:: Source passage ::
▼▼▼

Abbreviations: Il-1β: interleukin-1 beta; Il-8: interleukin 8; Tnf-α: tumor necrosis factor α; Tgf-β: transforming growth factor β.

Fig 1

Illustration of the relationships between the level of dietary corn gluten meal supplementation (%) and (A) the specific growth rate (SGR; % per day), (B) feed efficiency ratio, (C) apparent digestibility coefficients of dry matter (%), (D) apparent digestibility coefficients of protein (%), (E) maltase activity (U/mg protein), (F) alkaline phosphatase activity (U/mg protein), (G) leucine aminopeptidase (U/mg protein), (H) mucosal folds height in DI (score), (I) lamina propria cellular infiltration in DI (score), (J) submucosa cellular infiltration in DI (score), (K) mean normalized expression of The curves illustrate the regression that fits the results best according to the regressions shown in Table 3. DI: distal intestine.

Effect of corn gluten meal on the brush-border membrane enzyme activities in turbot

The data of the enzymatic activities of MAL, AKP, and LAP presented as specific activities are shown in Table 3, S1 Table and Fig 1E–1G. The increase in the dietary CGM levels significantly decreased the specific activities of all the three tested brush-border membrane enzymes. The relationship followed a second-degree function in MAL and AKP activities and a first-degree function in LAP activity.

Effect of corn gluten meal on the light microscopic structure of the distal intestine in turbot

The inclusion level of corn gluten meal affected all characteristics assessed and induced alterations typical for mucosal inflammation (Fig 2). The severity increased with rise in the level of CGM inclusion. The inclusion of CGM decreased the height and elevated the fusion of the mucosal folds. It also increased the width and cellular (leucocyte) infiltration of the lamina propria and submucosa and reduced the numbers of supra-nuclear absorptive vacuoles in enterocytes (S1 Table). With the increase in the CGM level, the mucosal folds height followed a first-degree relationship, whereas the other characteristics followed a second-degree relationship (Table 3 and Fig 1H–1J).

▲▲▲

:: What to produce ::
Translate this sentence from the corn gluten meal passage into French: "The inclusion of CGM decreased the height and elevated the fusion of the mucosal folds."

:: Listed records ::
▼▼▼

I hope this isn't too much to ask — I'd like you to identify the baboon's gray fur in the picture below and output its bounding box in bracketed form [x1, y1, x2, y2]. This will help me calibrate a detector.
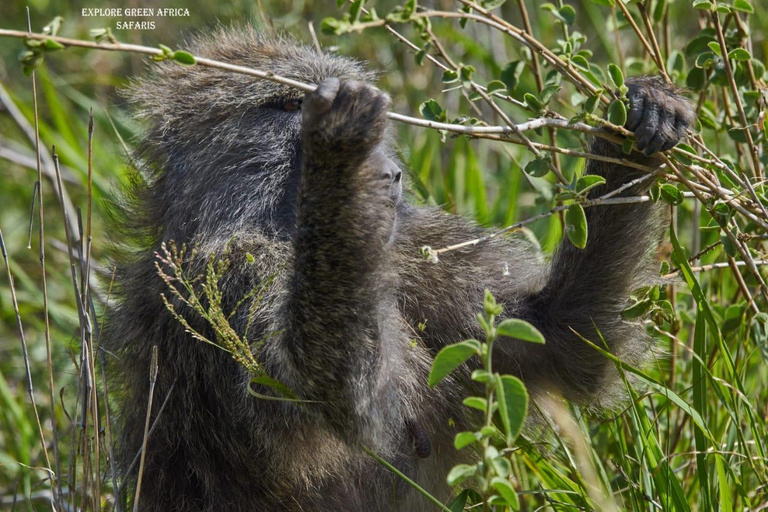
[104, 29, 692, 512]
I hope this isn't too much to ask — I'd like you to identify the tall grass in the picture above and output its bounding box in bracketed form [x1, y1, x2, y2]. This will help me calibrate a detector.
[0, 0, 768, 511]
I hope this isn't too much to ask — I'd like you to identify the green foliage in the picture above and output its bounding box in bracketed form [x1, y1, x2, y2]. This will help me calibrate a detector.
[0, 0, 768, 511]
[429, 290, 544, 511]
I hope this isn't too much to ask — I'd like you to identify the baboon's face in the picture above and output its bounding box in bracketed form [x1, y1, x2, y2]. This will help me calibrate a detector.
[127, 30, 402, 240]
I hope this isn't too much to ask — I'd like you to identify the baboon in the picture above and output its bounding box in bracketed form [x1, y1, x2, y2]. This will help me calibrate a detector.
[104, 29, 693, 512]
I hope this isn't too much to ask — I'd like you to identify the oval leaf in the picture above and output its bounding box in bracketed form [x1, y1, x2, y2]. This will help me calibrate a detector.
[608, 64, 624, 89]
[565, 204, 588, 249]
[445, 464, 477, 486]
[491, 476, 520, 510]
[173, 50, 197, 66]
[496, 375, 528, 444]
[453, 432, 480, 450]
[608, 100, 627, 126]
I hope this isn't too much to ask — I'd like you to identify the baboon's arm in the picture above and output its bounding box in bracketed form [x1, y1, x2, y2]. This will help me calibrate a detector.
[504, 77, 693, 398]
[278, 79, 408, 440]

▲▲▲

:: Answer section ::
L'inclusion de CGM a diminué la hauteur et accru la fusion des plis de la muqueuse.